**Daftar Tugas:**
(1) Salin ulang sebagian kutipan tentang pemangkasan karyawan. Mulailah dari kata-kata yang memuat "Beberapa hari kemudian, Microsoft", lalu berhenti setelah "penawaran umum perdana.".
(2) Teruskan kutipan tentang perusahaan besar yang memangkas perekrutan dengan menulis bagian berikutnya setelah kalimat terakhirnya.
___ Kutipan Bacaan
Beberapa hari kemudian, Microsoft Corp. mengerem perekrutan di beberapa divisi utama, dan Instacart Inc. mengatakan akan membatalkan rencana perekrutan untuk memangkas biaya menjelang rencana penawaran umum perdana.
Salah satu yang paling mengejutkan, Chief Executive Officer Tesla Inc., Elon Musk sempat mengatakan akan memangkas jumlah karyawan yang digaji hingga 10 persen, meski mengubah pernyataannya menjadi jumlah karyawan yang digaji akan tetap datar meskipun total karyawan akan bertambah.
Musk mengatakan kepada sejumlah jajaran eksekutif perusahaan bahwa dia akan memangkas jumlah karyawan Tesla secara luas karena pesimistis terhadap ekonomi AS.
“Mereka tidak lagi bertaruh dengan kepastian. Mereka tidak yakin dengan pertaruhan ini karena ada sejumlah hal mendasar yang bertentangan dengan mereka,” kata analis teknologi D.A. Davidson Tom Forte, dilansir Bloomberg pada Minggu (5/6/2022).
Peritel seperti Walmart Inc., dan Target Corp., juga memangkas target pendapatan karena harus berjuang dengan lonjakan harga.
______
___ Data Ditampilkan
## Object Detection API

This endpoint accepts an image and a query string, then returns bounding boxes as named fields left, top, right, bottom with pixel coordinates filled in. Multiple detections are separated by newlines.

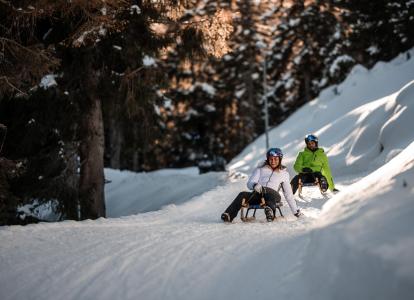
______
**Jawaban Latihan:**
(1)
Beberapa hari kemudian, Microsoft Corp. mengerem perekrutan di beberapa divisi utama, dan Instacart Inc. mengatakan akan membatalkan rencana perekrutan untuk memangkas biaya menjelang rencana penawaran umum perdana.

(2)
Hal itu membuat alarm Wall Street berdenting keras seiring dengan indeks komposit Nasdaq anjlok menuju tren bearish. Sementara itu, spread obligasi korporasi melebar mencerminkan meningkatnya risiko resesi.
Pasar perumahan terpukul akibat suku bunga melonjak setelah kenaikan The Fed yang ditandai dengan menurunnya penjualan rumah baru pada April, yang terendah setidaknya dalam 9 tahun terakhir.
CEO Citigroup Inc., Jane Fraser mengatakan Amerika akan sulit menghindari resesi, meskipun kejatuhan ekonomi yang parah bukan bagian dari skenario.
"Eropa sudah pasti lebih mungkin mendekati resesi daripada di AS. [Namun, meski di AS, resesi] tidak mudah dihindari," ujar Fraser.